## EXTRACT TO READ
☆ ☆ ☆ ☆

Interpreting Wrangler Tutorial Output

If you’d like to see the ‘raw’ outputs of the wrangler, the main output file is called allInfo.tsv.gz. After unzipping this file (e.g. with gunzip) you can open the file in a spreadsheet program. This file has a few essential columns:

  • s_Sample: the name of the sample

  • p_geneName: the gene being analyzed

  • p_targetName: the MIP being used to target a section of the gene

  • h_popUID: the name of the haplotype that was pulled for a particular MIP on a particular sample

  • h_seq: the sequence of the haplotype

  • c_barcodeCnt: the number of UMIs that support the haplotype pulled for a MIP for a sample

Every row represents a UMI count of a single haplotype of a single MIP of a single sample. Although there are multiple rows associated with any given sample, each row of a given sample is usually a different MIP. When there are multiple rows that share the same sample and the same MIP, this indicates multiple haplotypes.

☆ ☆ ☆ ☆

## RECORD SET

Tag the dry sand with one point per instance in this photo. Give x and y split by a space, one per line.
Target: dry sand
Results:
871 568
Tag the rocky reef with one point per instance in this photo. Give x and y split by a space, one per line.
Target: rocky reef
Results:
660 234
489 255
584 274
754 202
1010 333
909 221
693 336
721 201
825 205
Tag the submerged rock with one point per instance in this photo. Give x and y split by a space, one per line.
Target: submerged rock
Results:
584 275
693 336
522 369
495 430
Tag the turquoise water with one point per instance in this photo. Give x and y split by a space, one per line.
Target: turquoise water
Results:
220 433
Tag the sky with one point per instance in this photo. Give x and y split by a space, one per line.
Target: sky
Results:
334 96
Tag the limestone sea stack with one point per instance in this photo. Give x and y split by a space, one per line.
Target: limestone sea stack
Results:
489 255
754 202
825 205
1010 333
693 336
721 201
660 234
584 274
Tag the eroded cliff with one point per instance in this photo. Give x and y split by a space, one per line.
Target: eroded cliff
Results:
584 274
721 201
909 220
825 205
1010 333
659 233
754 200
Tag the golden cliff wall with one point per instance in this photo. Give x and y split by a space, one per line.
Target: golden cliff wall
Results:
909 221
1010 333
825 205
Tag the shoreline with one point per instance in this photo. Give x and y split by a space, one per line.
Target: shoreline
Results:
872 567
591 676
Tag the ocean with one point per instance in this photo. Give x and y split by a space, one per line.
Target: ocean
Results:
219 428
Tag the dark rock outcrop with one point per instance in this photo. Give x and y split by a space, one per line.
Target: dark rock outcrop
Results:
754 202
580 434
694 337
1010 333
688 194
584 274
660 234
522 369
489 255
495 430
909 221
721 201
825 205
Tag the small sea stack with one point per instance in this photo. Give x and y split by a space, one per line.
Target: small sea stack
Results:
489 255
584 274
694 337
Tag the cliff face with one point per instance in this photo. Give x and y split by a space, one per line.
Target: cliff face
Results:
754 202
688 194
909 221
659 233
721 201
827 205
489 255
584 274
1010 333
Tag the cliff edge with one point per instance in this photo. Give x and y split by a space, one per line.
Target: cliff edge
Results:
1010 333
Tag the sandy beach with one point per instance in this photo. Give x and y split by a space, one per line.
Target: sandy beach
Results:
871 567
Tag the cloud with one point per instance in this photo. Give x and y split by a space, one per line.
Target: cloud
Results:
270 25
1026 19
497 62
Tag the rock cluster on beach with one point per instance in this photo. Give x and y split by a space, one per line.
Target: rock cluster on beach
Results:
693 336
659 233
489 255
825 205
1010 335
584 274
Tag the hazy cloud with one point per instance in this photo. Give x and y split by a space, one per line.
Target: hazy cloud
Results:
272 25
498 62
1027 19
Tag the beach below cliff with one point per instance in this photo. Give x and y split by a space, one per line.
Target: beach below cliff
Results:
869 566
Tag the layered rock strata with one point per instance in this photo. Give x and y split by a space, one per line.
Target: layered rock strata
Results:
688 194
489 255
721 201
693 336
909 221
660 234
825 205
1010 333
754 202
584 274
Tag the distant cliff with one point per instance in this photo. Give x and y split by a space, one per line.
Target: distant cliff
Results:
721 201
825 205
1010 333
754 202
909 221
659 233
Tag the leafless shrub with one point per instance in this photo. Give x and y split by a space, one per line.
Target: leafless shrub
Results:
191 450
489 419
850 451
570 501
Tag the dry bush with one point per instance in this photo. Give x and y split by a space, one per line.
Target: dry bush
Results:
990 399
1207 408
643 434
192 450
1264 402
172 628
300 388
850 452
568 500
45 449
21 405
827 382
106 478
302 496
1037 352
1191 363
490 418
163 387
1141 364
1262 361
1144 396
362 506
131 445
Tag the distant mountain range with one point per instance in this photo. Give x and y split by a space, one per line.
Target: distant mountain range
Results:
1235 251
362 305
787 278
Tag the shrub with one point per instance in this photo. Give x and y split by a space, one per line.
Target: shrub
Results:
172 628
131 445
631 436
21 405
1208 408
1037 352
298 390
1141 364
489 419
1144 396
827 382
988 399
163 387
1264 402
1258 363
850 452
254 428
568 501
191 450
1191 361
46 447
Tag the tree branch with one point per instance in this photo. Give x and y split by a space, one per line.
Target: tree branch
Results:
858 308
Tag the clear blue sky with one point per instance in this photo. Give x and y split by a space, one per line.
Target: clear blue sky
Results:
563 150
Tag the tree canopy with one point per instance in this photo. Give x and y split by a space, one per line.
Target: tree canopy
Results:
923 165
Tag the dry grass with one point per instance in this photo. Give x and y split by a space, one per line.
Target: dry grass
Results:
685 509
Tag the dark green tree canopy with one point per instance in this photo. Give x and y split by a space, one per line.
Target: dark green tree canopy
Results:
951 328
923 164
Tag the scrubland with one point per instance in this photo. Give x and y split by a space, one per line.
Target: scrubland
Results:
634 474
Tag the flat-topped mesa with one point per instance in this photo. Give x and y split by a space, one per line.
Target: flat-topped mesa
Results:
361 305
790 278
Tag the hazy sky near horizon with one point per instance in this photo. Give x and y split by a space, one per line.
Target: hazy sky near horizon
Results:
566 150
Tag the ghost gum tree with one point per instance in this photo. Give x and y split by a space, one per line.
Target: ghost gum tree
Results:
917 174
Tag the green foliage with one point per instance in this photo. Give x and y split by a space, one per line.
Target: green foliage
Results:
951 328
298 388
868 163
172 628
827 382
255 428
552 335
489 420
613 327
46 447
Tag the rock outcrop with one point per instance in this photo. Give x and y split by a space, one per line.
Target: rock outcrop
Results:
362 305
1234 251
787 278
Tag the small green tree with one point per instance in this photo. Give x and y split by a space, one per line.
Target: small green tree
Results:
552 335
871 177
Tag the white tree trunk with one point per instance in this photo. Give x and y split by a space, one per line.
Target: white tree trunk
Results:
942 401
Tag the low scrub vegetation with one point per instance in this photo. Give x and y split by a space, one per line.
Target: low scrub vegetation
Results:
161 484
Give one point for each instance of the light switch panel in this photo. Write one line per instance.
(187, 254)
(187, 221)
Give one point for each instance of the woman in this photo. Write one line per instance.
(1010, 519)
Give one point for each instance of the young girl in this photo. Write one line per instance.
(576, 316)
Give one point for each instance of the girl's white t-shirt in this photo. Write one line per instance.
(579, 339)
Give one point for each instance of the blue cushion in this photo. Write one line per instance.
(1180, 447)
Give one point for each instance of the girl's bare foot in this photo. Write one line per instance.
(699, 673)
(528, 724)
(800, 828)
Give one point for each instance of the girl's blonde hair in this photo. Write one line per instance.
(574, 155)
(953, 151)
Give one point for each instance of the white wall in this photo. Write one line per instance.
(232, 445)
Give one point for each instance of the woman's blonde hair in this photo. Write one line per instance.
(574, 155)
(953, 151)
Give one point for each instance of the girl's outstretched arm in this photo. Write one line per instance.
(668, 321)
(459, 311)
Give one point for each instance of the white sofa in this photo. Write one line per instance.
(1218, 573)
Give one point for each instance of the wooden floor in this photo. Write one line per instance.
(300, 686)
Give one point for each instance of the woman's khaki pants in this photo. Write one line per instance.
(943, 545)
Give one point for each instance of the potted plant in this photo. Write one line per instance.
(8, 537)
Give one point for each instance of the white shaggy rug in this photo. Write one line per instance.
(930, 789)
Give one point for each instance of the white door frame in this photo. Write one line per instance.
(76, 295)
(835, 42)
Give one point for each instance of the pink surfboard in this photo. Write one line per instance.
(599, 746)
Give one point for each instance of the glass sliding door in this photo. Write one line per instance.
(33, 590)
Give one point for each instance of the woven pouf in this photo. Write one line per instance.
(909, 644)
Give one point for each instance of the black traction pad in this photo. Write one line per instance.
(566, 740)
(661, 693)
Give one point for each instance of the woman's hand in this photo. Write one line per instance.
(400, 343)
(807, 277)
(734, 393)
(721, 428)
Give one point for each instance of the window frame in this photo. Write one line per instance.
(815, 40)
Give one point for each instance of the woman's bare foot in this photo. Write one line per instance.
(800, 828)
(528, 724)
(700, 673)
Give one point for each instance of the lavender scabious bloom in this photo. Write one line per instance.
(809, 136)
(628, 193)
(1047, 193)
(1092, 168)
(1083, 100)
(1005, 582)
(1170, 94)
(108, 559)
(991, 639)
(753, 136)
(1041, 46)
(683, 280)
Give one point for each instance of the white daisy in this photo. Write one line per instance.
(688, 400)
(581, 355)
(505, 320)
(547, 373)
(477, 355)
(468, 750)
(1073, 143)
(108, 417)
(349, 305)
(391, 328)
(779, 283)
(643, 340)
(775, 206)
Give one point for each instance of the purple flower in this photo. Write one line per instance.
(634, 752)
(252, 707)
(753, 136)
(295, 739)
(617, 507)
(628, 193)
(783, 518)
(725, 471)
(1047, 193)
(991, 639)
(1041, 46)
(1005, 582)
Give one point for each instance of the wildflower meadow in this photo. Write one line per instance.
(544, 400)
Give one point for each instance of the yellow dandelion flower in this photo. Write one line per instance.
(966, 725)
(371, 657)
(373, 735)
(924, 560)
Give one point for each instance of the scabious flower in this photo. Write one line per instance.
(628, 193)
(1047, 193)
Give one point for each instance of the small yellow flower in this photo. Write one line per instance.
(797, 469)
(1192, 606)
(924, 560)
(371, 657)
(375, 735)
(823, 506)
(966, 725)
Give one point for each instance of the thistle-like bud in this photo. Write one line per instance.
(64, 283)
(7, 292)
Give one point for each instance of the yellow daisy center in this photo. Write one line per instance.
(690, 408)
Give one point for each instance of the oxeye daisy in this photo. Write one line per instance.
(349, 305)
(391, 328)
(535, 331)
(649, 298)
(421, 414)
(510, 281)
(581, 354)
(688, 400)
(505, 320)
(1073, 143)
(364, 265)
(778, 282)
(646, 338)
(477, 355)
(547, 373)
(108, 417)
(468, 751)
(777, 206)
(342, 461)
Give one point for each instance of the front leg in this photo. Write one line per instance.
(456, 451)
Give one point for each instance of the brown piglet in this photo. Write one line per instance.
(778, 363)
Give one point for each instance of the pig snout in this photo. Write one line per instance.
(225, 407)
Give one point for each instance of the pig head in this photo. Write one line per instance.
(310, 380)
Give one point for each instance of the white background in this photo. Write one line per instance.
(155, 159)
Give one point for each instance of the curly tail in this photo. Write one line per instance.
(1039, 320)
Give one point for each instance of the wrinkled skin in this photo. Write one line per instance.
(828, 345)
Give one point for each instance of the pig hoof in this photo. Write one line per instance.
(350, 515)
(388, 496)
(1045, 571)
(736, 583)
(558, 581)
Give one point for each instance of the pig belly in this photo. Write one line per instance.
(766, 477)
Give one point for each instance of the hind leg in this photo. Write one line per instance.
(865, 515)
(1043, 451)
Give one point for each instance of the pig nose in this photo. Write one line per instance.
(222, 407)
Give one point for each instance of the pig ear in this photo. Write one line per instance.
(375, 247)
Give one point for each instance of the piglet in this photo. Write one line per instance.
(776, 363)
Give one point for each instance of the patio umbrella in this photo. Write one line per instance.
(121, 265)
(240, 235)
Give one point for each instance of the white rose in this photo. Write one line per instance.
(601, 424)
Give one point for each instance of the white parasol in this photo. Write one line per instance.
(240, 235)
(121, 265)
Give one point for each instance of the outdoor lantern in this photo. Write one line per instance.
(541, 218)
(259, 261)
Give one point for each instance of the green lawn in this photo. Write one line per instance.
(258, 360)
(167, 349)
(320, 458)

☆ ☆ ☆ ☆

## WORK ORDER 1
Repeat the part of the wrangler tutorial text starting at "Every row represents" and ending at "indicates multiple haplotypes.".
## WORK ORDER 2
Pick up the wrangler tutorial text right after its last sentence and keep it going.

## ANSWER SPACE 1
Every row represents a UMI count of a single haplotype of a single MIP of a single sample. Although there are multiple rows associated with any given sample, each row of a given sample is usually a different MIP. When there are multiple rows that share the same sample and the same MIP, this indicates multiple haplotypes.

## ANSWER SPACE 2
In the tutorial dataset, the sample AG-00-01-PRX-00-1 has 108 rows associated with it, but only 5 of the MIPs in these rows occur more than once (crt_S0_Sub0_mip12, crt_S0_Sub0_mip20, dhps_S0_Sub0_mip14, k13_S0_Sub0_mip8, and mdr1_S0_Sub0_mip15). For the MIPs that do occur more than once, these represent different haplotypes. For example, for the rows that have AG-00-01-PRX-00-1 as the sample, the subset of rows that have k13_S0_Sub0_mip8 are associated with two different haplotypes, k13_S0_Sub0_mip8.00 and k13_S0_Sub0_mip8.08. The k13_S0_Sub0_mip8.00 row has a c_barcodeCnt (UMI count) of 4, while k13_S0_Sub0_mip8.08 row has a c_barcodeCnt of 1. This means that in the sample AG-00-01-PRX-00-1, 80 percent of the k13_S0_Sub0_mip8 data was associated with haplotype 00, while 20 percent was associated with haplotype 08

An alignment of the two haplotypes (from the h_seq column) reveals that there are only a few point mutations that separate these haplotypes: haplotype 00: ATTATCAAGAATATAAAAATTTTGAGAATGATAAA haplotype 08: ATTATGAACTAAATTAAAATTTTGCTCAATAAAAA

By aligning these haplotypes to the genome (not shown here) you might find that the upper haplotype maps perfectly to the 3D7 genome, while the lower haplotype has 11 mutations that affect 7 codons.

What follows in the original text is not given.